:: ENTRIES SHOWN ::

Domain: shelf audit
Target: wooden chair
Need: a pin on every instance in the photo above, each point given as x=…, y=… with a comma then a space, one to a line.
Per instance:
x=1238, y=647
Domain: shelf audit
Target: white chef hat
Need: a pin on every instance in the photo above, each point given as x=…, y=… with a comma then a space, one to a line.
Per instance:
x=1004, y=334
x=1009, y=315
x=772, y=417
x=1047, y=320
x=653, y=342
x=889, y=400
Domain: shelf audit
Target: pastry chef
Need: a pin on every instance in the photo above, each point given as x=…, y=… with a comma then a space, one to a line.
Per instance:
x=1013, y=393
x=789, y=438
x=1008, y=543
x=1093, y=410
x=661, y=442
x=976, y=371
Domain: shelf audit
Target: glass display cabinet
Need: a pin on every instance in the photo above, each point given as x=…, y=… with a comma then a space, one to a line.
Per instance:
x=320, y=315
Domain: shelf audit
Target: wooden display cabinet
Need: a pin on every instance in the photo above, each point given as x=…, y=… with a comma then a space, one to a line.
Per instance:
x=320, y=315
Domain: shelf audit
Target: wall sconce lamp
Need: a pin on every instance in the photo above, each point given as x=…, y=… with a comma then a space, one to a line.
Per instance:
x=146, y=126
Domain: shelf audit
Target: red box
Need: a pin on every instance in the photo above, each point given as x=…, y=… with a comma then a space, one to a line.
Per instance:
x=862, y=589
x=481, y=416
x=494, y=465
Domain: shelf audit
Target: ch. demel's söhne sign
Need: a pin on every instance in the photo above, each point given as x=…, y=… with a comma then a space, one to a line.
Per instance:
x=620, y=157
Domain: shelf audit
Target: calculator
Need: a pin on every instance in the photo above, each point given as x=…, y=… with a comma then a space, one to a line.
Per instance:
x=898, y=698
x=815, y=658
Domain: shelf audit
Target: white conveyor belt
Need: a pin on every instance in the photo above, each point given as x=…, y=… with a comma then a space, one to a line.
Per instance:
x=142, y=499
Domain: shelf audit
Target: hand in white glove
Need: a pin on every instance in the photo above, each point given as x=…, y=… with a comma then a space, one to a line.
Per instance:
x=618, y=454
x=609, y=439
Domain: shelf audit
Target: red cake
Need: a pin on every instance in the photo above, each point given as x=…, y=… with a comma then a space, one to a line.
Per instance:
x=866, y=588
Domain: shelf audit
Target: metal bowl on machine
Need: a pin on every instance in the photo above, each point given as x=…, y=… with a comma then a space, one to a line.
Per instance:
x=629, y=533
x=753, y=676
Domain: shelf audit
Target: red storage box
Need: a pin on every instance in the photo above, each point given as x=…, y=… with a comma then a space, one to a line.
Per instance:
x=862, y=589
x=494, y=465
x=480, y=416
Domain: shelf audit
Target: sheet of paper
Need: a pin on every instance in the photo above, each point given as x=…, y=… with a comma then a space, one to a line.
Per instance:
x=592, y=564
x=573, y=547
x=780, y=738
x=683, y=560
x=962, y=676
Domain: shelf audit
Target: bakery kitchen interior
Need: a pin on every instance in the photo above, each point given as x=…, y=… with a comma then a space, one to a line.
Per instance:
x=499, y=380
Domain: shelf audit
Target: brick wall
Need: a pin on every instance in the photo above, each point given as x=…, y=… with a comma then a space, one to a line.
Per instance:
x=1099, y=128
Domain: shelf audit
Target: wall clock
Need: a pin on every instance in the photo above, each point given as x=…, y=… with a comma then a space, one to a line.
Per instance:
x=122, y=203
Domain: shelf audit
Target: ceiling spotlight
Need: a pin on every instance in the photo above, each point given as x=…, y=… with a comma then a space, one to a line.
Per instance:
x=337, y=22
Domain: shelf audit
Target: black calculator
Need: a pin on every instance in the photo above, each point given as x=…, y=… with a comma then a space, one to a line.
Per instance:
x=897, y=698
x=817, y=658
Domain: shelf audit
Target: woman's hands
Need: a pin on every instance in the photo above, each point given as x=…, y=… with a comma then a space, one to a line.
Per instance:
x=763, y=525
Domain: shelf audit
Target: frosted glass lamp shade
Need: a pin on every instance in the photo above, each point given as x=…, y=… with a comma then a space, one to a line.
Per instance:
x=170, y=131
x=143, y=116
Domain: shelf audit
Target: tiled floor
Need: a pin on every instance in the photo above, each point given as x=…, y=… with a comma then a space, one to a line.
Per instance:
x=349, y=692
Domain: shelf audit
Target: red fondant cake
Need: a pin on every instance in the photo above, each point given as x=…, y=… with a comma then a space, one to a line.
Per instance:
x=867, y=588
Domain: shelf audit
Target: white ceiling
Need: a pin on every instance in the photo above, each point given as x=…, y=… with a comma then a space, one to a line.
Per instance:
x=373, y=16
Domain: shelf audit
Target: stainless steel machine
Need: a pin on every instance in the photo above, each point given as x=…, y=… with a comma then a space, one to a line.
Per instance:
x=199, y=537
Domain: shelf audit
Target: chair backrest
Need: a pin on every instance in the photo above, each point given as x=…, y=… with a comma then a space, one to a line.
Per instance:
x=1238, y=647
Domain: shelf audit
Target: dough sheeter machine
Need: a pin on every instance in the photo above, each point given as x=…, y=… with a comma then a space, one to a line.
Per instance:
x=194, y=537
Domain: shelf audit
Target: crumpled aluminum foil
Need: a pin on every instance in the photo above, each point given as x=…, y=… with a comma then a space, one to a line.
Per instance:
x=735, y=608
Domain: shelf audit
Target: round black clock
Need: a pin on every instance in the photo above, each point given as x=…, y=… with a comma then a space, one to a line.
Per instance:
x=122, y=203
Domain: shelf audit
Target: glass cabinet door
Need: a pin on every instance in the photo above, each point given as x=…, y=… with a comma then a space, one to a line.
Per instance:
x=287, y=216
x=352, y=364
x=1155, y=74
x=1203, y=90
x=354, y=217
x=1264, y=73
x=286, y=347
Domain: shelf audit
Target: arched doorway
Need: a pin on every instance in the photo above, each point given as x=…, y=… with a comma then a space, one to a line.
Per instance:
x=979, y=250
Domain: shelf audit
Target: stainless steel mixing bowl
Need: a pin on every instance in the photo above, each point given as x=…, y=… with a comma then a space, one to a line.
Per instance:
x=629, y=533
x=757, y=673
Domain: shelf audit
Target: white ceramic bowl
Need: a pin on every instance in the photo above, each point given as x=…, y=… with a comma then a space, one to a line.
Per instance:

:::

**GOAL OF THE EXERCISE:**
Reproduce the rows from the start through the line containing "x=142, y=499", swapping "Per instance" for "Each instance" and keeping everything else the same.

**REPLY TO THE EXERCISE:**
Domain: shelf audit
Target: wooden chair
Need: a pin on every instance in the photo above, each point given as x=…, y=… with a comma then a space, one to a line.
Each instance:
x=1238, y=647
Domain: shelf audit
Target: white chef hat
Need: a pin on every instance in the photo above, each point given as x=…, y=… with a comma then a space, one to a line.
Each instance:
x=1004, y=334
x=1009, y=315
x=772, y=417
x=1047, y=320
x=653, y=342
x=889, y=400
Domain: shelf audit
Target: pastry chef
Need: a pin on every instance in the photo above, each point given as x=…, y=… with a comma then a space, one to a line.
Each instance:
x=1013, y=393
x=789, y=438
x=1008, y=543
x=1093, y=410
x=661, y=442
x=976, y=371
Domain: shelf audit
Target: glass display cabinet
Need: a pin on every instance in the photo above, each point given as x=…, y=… with a comma then a space, one to a line.
Each instance:
x=320, y=315
Domain: shelf audit
Target: wooden display cabinet
Need: a pin on every instance in the photo above, each point given as x=…, y=… with a comma then a space, one to a line.
Each instance:
x=320, y=315
Domain: shelf audit
Target: wall sconce lamp
Need: a pin on every instance in the photo above, each point given as x=…, y=… with a comma then a space, one to a line.
Each instance:
x=146, y=126
Domain: shelf audit
Target: red box
Need: a pin on every instance in the photo above, each point given as x=…, y=… with a comma then a space, one to a line.
Each instance:
x=862, y=589
x=481, y=416
x=494, y=465
Domain: shelf audit
Target: ch. demel's söhne sign
Need: a pin on every instance in the photo above, each point given as x=…, y=… with a comma then a space, one to a line.
Each instance:
x=620, y=157
Domain: shelf audit
Target: calculator
Need: a pin on every instance in the photo above, each point given as x=…, y=… with a comma then a space, one to a line.
Each instance:
x=898, y=698
x=815, y=658
Domain: shelf audit
Target: white conveyor belt
Need: a pin on every instance in the photo above, each point given as x=…, y=… with a comma then a space, one to a line.
Each instance:
x=142, y=499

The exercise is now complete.